● What the exercise asks: Please repeat exactly the lines below from the one containing "positive clicks: (29, 205)" down to the one containing "box: [74, 295, 381, 430]", both included, and nothing else.

(Stored records)

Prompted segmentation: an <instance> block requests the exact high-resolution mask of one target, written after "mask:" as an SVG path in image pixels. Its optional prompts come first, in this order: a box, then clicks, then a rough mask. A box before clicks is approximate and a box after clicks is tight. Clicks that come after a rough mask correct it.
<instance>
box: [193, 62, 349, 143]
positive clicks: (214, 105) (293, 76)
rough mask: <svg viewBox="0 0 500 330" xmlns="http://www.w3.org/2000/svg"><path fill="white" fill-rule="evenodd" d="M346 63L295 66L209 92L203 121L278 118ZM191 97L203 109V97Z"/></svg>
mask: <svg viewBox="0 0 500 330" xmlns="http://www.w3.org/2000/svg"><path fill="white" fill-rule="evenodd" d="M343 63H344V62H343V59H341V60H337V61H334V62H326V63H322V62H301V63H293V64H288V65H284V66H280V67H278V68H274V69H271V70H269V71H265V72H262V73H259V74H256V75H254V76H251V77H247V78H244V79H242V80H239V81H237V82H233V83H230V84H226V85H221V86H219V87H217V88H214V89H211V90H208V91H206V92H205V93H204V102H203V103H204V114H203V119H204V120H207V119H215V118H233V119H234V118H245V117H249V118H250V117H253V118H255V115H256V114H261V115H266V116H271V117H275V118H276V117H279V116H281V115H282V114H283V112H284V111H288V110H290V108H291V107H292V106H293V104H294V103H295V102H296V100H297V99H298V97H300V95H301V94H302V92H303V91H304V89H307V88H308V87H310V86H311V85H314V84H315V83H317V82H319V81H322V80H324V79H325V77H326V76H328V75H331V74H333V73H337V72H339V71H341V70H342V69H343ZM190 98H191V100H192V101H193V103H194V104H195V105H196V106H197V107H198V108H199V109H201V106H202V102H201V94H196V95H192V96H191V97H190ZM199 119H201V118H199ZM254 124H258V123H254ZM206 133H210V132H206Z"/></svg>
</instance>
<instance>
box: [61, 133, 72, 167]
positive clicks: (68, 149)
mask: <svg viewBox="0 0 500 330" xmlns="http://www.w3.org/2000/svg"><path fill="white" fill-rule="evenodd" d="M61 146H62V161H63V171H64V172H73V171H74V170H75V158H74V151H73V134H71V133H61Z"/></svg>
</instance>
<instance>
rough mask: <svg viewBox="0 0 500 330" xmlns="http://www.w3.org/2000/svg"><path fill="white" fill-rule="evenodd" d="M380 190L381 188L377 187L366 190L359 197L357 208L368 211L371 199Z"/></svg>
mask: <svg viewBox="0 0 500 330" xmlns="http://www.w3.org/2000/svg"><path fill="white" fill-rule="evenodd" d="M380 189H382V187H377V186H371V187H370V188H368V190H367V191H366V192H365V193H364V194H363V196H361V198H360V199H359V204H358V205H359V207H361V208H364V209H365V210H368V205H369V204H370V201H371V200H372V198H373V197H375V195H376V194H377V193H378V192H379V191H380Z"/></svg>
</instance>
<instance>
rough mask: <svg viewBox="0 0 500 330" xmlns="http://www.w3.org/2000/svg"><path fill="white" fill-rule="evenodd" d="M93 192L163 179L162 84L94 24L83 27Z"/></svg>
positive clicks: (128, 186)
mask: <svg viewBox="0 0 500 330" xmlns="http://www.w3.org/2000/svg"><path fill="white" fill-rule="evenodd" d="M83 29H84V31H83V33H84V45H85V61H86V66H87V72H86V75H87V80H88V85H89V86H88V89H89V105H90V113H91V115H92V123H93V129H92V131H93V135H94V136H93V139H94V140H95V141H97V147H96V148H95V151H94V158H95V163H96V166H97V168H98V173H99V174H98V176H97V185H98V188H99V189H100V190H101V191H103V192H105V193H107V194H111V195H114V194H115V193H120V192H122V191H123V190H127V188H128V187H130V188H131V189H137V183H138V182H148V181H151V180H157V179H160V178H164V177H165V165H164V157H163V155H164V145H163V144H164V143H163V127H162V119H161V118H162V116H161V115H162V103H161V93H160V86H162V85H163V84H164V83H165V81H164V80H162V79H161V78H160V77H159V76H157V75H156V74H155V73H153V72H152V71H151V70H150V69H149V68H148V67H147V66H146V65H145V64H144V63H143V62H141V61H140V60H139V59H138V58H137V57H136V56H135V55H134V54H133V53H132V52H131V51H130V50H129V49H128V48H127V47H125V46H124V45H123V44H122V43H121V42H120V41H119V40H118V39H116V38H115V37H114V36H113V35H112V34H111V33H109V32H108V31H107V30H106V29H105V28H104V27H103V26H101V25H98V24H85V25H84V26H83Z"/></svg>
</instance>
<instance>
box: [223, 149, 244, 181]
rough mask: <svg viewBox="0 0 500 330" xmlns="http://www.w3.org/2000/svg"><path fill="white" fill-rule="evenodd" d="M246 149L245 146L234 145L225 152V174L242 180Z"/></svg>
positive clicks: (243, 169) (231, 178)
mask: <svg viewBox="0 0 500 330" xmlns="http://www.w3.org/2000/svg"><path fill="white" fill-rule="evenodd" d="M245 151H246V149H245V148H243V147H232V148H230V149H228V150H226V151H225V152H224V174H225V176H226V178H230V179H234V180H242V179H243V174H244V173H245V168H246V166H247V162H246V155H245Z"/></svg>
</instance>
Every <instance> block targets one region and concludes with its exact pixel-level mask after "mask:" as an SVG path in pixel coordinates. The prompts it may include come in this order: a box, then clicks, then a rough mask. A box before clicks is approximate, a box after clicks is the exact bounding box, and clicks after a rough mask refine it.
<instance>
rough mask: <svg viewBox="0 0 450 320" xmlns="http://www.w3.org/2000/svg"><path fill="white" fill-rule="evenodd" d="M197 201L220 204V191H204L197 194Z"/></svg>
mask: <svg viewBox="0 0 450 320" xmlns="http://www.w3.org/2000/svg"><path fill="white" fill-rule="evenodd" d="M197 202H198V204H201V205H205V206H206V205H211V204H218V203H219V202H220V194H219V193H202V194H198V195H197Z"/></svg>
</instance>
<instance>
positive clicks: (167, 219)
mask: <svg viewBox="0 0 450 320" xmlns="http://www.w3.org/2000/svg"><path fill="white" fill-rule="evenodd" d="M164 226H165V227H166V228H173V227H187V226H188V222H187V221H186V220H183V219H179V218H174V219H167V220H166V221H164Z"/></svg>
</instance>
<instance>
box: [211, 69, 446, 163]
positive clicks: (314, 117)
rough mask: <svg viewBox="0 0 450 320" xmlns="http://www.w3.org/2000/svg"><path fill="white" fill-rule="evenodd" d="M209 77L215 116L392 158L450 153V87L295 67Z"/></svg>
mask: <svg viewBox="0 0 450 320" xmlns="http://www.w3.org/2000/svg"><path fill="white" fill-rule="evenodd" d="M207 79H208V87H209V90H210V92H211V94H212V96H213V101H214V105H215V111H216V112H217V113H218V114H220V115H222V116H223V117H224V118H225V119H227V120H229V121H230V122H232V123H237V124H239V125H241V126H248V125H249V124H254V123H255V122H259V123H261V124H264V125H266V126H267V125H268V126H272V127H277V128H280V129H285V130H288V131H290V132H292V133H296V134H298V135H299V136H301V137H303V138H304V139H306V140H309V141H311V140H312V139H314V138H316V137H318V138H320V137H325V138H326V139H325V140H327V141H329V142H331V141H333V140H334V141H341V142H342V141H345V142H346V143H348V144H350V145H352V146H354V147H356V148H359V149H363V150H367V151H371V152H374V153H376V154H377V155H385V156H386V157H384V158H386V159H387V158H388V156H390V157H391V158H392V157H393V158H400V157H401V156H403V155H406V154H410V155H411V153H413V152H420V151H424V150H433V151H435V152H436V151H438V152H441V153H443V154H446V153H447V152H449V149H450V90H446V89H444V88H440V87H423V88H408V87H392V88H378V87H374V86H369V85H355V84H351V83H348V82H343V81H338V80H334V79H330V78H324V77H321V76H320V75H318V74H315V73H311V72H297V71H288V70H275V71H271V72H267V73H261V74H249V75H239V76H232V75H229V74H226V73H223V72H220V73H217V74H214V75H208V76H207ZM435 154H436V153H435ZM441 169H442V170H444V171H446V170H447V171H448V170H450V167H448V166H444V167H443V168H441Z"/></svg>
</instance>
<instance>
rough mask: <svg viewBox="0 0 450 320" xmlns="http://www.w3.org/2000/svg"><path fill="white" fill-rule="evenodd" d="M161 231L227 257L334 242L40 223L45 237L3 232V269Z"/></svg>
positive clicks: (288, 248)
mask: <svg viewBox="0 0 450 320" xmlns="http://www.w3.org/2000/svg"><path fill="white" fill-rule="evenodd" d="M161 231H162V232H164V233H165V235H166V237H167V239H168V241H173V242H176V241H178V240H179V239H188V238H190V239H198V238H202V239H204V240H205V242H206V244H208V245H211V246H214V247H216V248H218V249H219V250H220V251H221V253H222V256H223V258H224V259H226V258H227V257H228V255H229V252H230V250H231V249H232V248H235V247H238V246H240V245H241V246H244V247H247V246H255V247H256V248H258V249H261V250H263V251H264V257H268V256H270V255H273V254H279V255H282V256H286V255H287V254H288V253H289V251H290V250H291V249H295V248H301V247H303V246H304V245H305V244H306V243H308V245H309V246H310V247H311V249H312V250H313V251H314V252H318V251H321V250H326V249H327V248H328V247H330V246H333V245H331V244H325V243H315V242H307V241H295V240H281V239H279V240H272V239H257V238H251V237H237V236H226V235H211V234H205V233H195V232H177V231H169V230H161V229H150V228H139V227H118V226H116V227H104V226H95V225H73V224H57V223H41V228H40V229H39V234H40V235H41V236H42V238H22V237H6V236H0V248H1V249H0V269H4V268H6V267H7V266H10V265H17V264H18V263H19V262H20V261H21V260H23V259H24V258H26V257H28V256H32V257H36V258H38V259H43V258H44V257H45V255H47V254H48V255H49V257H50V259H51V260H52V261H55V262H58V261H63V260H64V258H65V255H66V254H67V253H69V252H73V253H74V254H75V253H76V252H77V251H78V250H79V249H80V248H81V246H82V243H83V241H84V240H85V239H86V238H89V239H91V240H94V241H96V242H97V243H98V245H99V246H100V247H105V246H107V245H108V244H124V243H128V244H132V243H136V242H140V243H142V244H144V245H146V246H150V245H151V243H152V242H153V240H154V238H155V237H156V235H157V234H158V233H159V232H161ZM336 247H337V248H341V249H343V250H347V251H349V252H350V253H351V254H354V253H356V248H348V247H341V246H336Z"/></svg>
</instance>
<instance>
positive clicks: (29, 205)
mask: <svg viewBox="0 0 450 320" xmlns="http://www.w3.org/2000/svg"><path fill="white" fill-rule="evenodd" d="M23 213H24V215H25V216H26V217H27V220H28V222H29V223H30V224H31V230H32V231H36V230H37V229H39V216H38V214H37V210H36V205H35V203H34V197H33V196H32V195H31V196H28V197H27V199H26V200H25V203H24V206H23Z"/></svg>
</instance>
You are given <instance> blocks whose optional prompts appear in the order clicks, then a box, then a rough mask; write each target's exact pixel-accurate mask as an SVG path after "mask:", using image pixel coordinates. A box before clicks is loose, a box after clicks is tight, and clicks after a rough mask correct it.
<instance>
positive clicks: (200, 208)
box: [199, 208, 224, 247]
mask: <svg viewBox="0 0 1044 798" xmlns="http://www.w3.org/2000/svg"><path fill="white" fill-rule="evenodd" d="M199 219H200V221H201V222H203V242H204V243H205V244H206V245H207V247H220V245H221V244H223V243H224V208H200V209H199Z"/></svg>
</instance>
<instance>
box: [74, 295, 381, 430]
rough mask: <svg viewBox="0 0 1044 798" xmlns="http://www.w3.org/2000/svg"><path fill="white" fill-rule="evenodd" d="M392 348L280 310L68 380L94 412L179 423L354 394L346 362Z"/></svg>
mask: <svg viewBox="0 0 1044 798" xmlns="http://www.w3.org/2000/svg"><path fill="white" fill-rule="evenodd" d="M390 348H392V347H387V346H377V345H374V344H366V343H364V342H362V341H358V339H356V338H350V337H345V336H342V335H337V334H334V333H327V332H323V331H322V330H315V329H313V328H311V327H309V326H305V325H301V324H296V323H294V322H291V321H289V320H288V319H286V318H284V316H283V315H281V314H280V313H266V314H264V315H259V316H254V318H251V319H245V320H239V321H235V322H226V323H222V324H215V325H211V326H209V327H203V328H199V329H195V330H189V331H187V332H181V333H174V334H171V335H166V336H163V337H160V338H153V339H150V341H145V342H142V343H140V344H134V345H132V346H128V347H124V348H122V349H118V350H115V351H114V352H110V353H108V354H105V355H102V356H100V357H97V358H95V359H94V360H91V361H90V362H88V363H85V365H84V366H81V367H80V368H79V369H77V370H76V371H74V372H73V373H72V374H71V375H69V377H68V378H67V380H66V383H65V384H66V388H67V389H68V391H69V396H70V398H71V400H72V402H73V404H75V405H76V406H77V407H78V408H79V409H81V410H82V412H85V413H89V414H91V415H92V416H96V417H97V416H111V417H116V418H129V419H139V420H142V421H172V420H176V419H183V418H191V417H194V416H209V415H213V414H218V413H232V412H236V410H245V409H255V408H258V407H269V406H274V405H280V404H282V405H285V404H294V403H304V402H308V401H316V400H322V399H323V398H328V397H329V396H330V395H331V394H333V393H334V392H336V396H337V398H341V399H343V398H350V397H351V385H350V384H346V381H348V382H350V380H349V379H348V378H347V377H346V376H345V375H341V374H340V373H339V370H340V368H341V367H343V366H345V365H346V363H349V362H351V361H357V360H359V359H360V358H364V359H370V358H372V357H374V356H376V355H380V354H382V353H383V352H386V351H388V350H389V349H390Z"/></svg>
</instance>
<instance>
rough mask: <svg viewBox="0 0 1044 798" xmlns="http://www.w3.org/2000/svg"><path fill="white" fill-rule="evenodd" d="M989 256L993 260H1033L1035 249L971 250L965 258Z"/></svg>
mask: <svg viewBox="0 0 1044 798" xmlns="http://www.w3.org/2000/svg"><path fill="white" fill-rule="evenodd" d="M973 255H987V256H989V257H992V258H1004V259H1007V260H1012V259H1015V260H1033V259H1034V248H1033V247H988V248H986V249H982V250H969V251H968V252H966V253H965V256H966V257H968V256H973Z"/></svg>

● Written solution:
positive clicks: (29, 205)
mask: <svg viewBox="0 0 450 320" xmlns="http://www.w3.org/2000/svg"><path fill="white" fill-rule="evenodd" d="M23 213H24V215H25V216H26V217H27V220H28V222H29V223H30V224H31V230H32V231H36V230H37V229H39V216H38V214H37V210H36V205H35V203H34V197H33V196H32V195H31V196H28V197H27V199H26V200H25V203H24V206H23Z"/></svg>
</instance>
You are given <instance> blocks whose optional prompts appear in the order clicks, then a box, then a rough mask; write each target's exact pixel-accurate mask as an SVG path after "mask:", using image pixel coordinates. A box before clicks is loose, a box after clicks is tight, and clicks after a rough mask correct it.
<instance>
positive clicks: (200, 208)
box: [199, 208, 224, 247]
mask: <svg viewBox="0 0 1044 798" xmlns="http://www.w3.org/2000/svg"><path fill="white" fill-rule="evenodd" d="M199 219H200V221H201V222H203V242H204V243H205V244H206V245H207V247H220V245H221V244H223V243H224V208H200V209H199Z"/></svg>
</instance>
<instance>
box: [74, 295, 381, 430]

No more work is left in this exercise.